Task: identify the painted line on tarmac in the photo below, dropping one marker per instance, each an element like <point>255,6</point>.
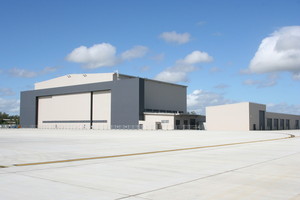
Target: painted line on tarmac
<point>150,152</point>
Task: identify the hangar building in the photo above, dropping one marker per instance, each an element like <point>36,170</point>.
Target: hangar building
<point>248,116</point>
<point>105,101</point>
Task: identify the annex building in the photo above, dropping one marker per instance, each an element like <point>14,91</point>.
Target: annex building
<point>248,116</point>
<point>107,101</point>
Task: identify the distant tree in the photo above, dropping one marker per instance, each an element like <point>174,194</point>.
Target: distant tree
<point>6,118</point>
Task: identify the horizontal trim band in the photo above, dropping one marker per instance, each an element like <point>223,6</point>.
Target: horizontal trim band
<point>75,121</point>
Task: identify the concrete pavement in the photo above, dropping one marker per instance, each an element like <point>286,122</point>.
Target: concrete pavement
<point>263,170</point>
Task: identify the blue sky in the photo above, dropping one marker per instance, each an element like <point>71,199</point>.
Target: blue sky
<point>224,51</point>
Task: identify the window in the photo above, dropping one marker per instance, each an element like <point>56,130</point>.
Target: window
<point>287,124</point>
<point>281,124</point>
<point>177,124</point>
<point>276,124</point>
<point>269,123</point>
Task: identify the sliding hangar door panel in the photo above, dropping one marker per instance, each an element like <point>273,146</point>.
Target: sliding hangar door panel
<point>65,111</point>
<point>101,110</point>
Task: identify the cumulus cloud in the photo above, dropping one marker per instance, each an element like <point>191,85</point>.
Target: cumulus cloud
<point>221,86</point>
<point>17,72</point>
<point>174,37</point>
<point>158,57</point>
<point>284,108</point>
<point>195,57</point>
<point>6,92</point>
<point>10,106</point>
<point>278,52</point>
<point>103,55</point>
<point>135,52</point>
<point>99,55</point>
<point>199,99</point>
<point>179,72</point>
<point>269,82</point>
<point>24,73</point>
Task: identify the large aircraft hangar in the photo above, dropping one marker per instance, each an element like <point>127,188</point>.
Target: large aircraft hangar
<point>105,101</point>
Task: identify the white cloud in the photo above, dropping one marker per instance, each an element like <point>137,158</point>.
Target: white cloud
<point>215,69</point>
<point>221,86</point>
<point>135,52</point>
<point>175,74</point>
<point>99,55</point>
<point>17,72</point>
<point>158,57</point>
<point>6,92</point>
<point>179,72</point>
<point>201,23</point>
<point>173,37</point>
<point>269,82</point>
<point>103,55</point>
<point>284,108</point>
<point>278,52</point>
<point>199,99</point>
<point>196,57</point>
<point>10,106</point>
<point>24,73</point>
<point>296,76</point>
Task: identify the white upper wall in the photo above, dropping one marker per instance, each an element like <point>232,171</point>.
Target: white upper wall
<point>78,79</point>
<point>164,96</point>
<point>229,117</point>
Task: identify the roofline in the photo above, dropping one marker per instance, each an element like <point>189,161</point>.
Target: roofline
<point>152,80</point>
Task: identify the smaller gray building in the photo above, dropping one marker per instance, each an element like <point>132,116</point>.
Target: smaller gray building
<point>248,116</point>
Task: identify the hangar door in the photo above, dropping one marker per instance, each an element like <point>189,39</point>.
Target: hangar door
<point>81,110</point>
<point>101,110</point>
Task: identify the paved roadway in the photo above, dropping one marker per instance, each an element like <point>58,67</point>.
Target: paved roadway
<point>269,169</point>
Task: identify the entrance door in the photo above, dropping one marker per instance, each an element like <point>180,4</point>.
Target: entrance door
<point>261,120</point>
<point>158,125</point>
<point>276,124</point>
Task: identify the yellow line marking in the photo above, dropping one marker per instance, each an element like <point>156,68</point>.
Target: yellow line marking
<point>150,152</point>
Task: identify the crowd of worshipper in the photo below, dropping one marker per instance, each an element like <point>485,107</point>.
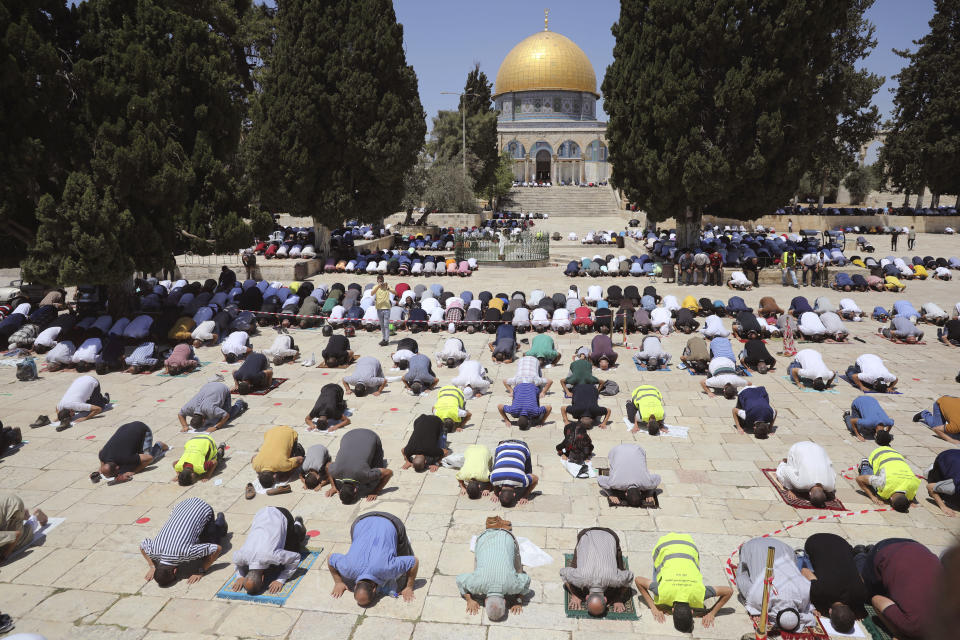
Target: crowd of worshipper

Task directions — Determine, please, how many lines hold "below" in the records, and give that number by itself.

Answer for the task — 2